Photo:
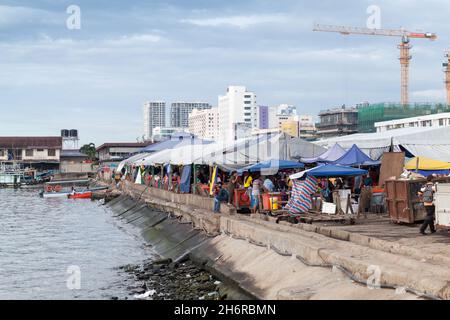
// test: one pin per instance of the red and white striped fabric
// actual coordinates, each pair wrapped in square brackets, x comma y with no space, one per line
[302,191]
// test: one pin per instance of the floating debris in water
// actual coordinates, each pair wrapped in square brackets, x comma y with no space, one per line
[146,295]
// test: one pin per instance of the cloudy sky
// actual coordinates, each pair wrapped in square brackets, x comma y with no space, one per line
[96,78]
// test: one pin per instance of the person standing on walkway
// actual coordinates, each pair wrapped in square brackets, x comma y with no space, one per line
[220,195]
[427,193]
[365,197]
[232,184]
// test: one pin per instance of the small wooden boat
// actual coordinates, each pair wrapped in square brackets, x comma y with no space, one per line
[59,193]
[81,195]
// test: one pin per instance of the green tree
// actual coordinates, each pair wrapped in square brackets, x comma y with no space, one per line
[89,150]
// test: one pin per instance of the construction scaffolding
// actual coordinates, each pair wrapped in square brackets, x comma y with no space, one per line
[369,114]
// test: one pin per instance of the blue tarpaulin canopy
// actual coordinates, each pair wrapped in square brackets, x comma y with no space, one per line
[330,170]
[273,165]
[355,157]
[332,154]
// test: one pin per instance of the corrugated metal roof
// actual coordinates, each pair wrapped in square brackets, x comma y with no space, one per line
[72,154]
[124,145]
[31,142]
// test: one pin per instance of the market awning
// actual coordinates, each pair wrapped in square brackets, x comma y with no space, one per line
[273,166]
[355,157]
[329,171]
[423,163]
[332,154]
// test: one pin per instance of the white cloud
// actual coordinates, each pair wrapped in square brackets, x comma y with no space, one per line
[13,15]
[237,21]
[430,94]
[134,39]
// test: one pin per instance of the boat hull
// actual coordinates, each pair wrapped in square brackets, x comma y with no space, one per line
[83,195]
[56,194]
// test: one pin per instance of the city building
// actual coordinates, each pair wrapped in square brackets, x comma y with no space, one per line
[301,126]
[163,133]
[154,116]
[110,154]
[257,131]
[179,112]
[41,153]
[237,109]
[74,161]
[369,114]
[263,117]
[432,120]
[337,122]
[280,114]
[204,123]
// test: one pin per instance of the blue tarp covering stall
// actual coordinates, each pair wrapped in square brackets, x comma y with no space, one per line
[332,154]
[273,165]
[355,157]
[330,171]
[185,182]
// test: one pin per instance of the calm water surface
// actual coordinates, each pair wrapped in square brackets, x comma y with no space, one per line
[41,238]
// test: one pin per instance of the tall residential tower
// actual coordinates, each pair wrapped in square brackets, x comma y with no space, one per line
[154,116]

Task objective |
Swap "square brackets" for "parentheses" throughout the data above, leaving every other word unchanged, and omit the pictures from your answer.

Task result |
Photo:
// test: one pin per instance of the red and white striped fabric
// actual coordinates, each pair wrapped in parentheses, x comma y with no space, one per line
[302,191]
// test: one pin per instance of the floating debris in water
// actual coordinates, each pair wrapped in parentheses, x comma y with no space, one per line
[146,295]
// test: one pin per instance of the cloudy sky
// actual coordinates, each pair wrapped in parentheses, x comma y with no space, one per line
[96,78]
// test: one pin per instance of the person standing on walkway
// actual coordinates, each pair wrapped in parentheses, x comma y with no space, one per line
[220,195]
[427,193]
[365,197]
[232,184]
// test: one pin per instance of the small wooden boat
// actual coordinates, each pair wrapped in parentheses, x comma y with no space, one per line
[59,193]
[81,195]
// test: one pin per instance of the green tree
// actual coordinates, each pair wrapped in parentheses, x comma y with no space, one per line
[89,150]
// test: one pin per instance of the construction scaffolding
// actual coordinates, each pair wrapped in parentheses, x comma y with no space, one per line
[369,114]
// test: one pin per instance of the blue tarpaulin canopy
// actual coordinates, each pair wrapped in parentheses, x comma y with no space, one per line
[330,170]
[273,165]
[355,157]
[332,154]
// test: one pin per instance of the corrugated metal roof
// actual coordinates, each pair wrapped in parentheses, x comma y with no space, one per line
[72,154]
[124,145]
[31,142]
// test: one pin per instance of the market awning
// actual coordinates, each pair wrapped in parentheses, x comma y with no space, one per line
[273,166]
[355,157]
[329,171]
[423,163]
[332,154]
// test: one pin per instance of the white cloud
// actual coordinates, each pair wrapped in parentheses, x comma y with no space, one per line
[13,15]
[237,21]
[430,94]
[134,39]
// test: one pin per instance of the boat hull
// actual coordinates, each pair wrapped in parentheses, x comma y with no space, one per line
[83,195]
[56,194]
// test: one pin per instance of the city building
// actual coordinates, each pair wrapped in parentheses, x comma y with no space, one per line
[301,126]
[163,133]
[154,116]
[110,154]
[257,131]
[179,112]
[41,153]
[237,109]
[74,161]
[369,114]
[263,117]
[432,120]
[337,122]
[280,114]
[204,123]
// test: one pin per instance of the blue tarp covering stall
// actual coordinates, each pair wrapped in parentheses, x comma y with no space, one per line
[332,154]
[273,165]
[355,157]
[330,171]
[185,182]
// test: one pin per instance of the calm water surface
// actual coordinates, each pair wrapped in parentheses, x comma y with no space, one per line
[41,238]
// test: one pin per instance of the tall residential tower
// actual coordinates, each pair wrapped in parentheses, x comma y with no space, one per line
[154,116]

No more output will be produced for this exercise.